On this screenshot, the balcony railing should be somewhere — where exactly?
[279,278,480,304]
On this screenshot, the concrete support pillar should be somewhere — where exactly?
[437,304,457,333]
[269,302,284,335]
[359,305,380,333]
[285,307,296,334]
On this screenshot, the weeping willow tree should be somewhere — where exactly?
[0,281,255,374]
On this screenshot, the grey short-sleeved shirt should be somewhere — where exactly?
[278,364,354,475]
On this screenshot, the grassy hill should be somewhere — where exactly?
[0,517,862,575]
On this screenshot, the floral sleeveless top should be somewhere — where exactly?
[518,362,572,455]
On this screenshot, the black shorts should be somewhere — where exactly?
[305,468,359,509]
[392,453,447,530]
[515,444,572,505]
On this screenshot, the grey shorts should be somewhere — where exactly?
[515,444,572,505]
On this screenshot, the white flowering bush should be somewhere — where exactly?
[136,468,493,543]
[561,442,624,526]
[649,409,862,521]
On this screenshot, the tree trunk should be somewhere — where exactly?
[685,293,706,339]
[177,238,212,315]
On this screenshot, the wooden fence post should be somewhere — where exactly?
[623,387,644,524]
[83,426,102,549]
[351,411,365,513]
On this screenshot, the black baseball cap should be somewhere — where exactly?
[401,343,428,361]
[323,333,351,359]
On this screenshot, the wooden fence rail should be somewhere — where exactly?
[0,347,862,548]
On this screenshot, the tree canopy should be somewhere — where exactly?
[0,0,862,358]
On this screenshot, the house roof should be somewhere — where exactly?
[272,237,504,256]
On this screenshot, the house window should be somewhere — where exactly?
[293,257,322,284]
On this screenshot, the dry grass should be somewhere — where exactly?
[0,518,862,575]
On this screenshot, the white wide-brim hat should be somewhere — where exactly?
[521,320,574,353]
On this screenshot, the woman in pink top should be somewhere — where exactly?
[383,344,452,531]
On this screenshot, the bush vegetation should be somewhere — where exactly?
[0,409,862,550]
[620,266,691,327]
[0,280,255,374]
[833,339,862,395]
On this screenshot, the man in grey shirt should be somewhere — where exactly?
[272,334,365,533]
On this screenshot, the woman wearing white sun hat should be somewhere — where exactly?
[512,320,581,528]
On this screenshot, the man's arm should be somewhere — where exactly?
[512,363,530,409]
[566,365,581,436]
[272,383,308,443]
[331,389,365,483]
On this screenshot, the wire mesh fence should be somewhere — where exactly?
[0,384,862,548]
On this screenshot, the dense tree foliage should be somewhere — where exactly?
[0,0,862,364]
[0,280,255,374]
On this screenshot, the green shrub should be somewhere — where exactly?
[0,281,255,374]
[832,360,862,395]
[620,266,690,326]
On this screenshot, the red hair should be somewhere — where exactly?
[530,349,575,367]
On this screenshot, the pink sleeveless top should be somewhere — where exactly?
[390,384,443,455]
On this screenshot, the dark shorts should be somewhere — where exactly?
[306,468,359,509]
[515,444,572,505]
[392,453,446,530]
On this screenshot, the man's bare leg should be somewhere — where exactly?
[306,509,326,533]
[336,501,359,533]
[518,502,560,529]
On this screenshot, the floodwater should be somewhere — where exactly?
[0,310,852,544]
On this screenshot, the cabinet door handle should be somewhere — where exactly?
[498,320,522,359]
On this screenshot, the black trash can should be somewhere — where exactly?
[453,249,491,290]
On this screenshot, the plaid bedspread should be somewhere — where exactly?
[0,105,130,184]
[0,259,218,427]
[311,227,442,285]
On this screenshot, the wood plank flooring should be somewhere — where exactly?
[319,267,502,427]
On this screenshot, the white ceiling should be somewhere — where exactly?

» YOUR GOAL
Render all of the material above as a Markdown table with two columns, Row and Line. Each non-blank line goes in its own row, numbered in order.

» COMPLETED TASK
| Row | Line |
|---|---|
| 1 | On this screenshot, the balcony railing should be somewhere — where exactly? |
| 2 | [279,278,480,304] |
| 3 | On this screenshot, the concrete support pillar should be somewhere — where exactly? |
| 4 | [437,304,457,333] |
| 5 | [269,302,284,335] |
| 6 | [359,305,380,333] |
| 7 | [285,307,296,334] |
| 8 | On this screenshot, the weeping willow tree should be somewhere — where exactly? |
| 9 | [0,281,255,374] |
| 10 | On this screenshot, the grey short-sleeved shirt should be somewhere — where exactly? |
| 11 | [278,364,354,475] |
| 12 | On this screenshot, the grassy hill should be somewhere — where exactly? |
| 13 | [0,517,862,575] |
| 14 | On this screenshot, the floral sleeveless top should be somewhere — where exactly? |
| 15 | [518,362,572,455] |
| 16 | On this screenshot, the black shorts should be somewhere — where exactly? |
| 17 | [305,468,359,509] |
| 18 | [392,453,447,530] |
| 19 | [515,444,572,505] |
| 20 | On this screenshot, the grey shorts should be somewhere — where exactly? |
| 21 | [515,444,572,505] |
| 22 | On this screenshot, the white flowering bush should be somewhere — where exactly? |
| 23 | [136,468,493,543] |
| 24 | [561,442,624,526] |
| 25 | [649,409,862,521] |
| 26 | On this screenshot, the tree trunk should be somewhere — where exactly? |
| 27 | [685,293,706,339] |
| 28 | [177,238,212,315] |
| 29 | On this screenshot, the wooden fence post should be somewhere — where exactly? |
| 30 | [623,387,644,524] |
| 31 | [83,426,102,549] |
| 32 | [351,411,365,513] |
| 33 | On this screenshot, the black baseball cap should be somewhere — where exactly? |
| 34 | [401,343,428,361] |
| 35 | [323,333,351,359] |
| 36 | On this screenshot, the wooden fence rail should be somewhere — where exactly? |
| 37 | [0,347,862,548] |
| 38 | On this screenshot, the tree canopy should be somewhere — where exactly? |
| 39 | [0,0,862,358] |
| 40 | On this screenshot, the house roof should be somewhere — where exactly? |
| 41 | [272,237,504,256] |
| 42 | On this screenshot, the house window should be somewhere — where exactly? |
| 43 | [293,257,322,284] |
| 44 | On this screenshot, the dry grass should be somewhere — where exactly? |
| 45 | [0,518,862,575] |
| 46 | On this screenshot, the white wide-brim hat should be somewhere — where exactly? |
| 47 | [521,320,574,353] |
| 48 | On this screenshot, the woman in pink top should be somewhere — where exactly? |
| 49 | [383,344,452,531] |
| 50 | On this screenshot, the bush vegetation should be somewhere — where exactly? |
| 51 | [0,409,862,550] |
| 52 | [620,266,691,327] |
| 53 | [0,280,255,374] |
| 54 | [833,339,862,395] |
| 55 | On this screenshot, the man in grey shirt should be somewhere — where exactly? |
| 56 | [272,334,365,533] |
| 57 | On this screenshot, the woman wearing white sun hat should be somewhere — where exactly? |
| 58 | [512,320,581,528] |
| 59 | On this screenshot, the man's arm should be somewhere — where exactly? |
| 60 | [512,363,530,409] |
| 61 | [566,365,581,436] |
| 62 | [272,383,308,443] |
| 63 | [331,389,365,483] |
| 64 | On this screenshot, the wire mesh fence should be somewhere — where exactly? |
| 65 | [0,384,862,548] |
| 66 | On this screenshot, the dense tree foliage should be somewhere — where exactly? |
| 67 | [0,0,862,364] |
| 68 | [0,280,255,374] |
| 69 | On this screenshot, the green shrub should be somewhere — where exactly? |
| 70 | [0,281,255,374] |
| 71 | [832,360,862,395] |
| 72 | [620,266,690,326] |
| 73 | On this screenshot, the red hair should be somewhere — where exactly? |
| 74 | [530,349,575,367] |
| 75 | On this screenshot, the pink sleeveless top should be somewhere — where exactly? |
| 76 | [390,384,443,455] |
| 77 | On this screenshot, the dark shorts should be somewhere — where exactly? |
| 78 | [306,468,359,509] |
| 79 | [515,444,572,505] |
| 80 | [392,453,446,530] |
| 81 | On this screenshot, the man's bare leg should be somewhere — where exactly? |
| 82 | [306,509,326,533] |
| 83 | [336,501,359,533] |
| 84 | [518,502,560,529] |
| 85 | On this screenshot, the floodwater should be somewhere — where exactly? |
| 86 | [0,310,852,544] |
| 87 | On this screenshot, the cabinet door handle should be somewhere — where exactly? |
| 88 | [498,320,522,359] |
| 89 | On this screenshot, the black trash can should be somewhere — where exactly? |
| 90 | [453,249,491,290] |
| 91 | On this screenshot, the plaid bedspread should be somewhere — where exactly? |
| 92 | [0,105,130,184] |
| 93 | [0,259,218,427] |
| 94 | [311,227,442,285] |
| 95 | On this screenshot, the wood plank flooring should be somewhere — where exactly? |
| 96 | [319,267,502,427] |
| 97 | On this screenshot, the white ceiling should be somewhere — where exactly? |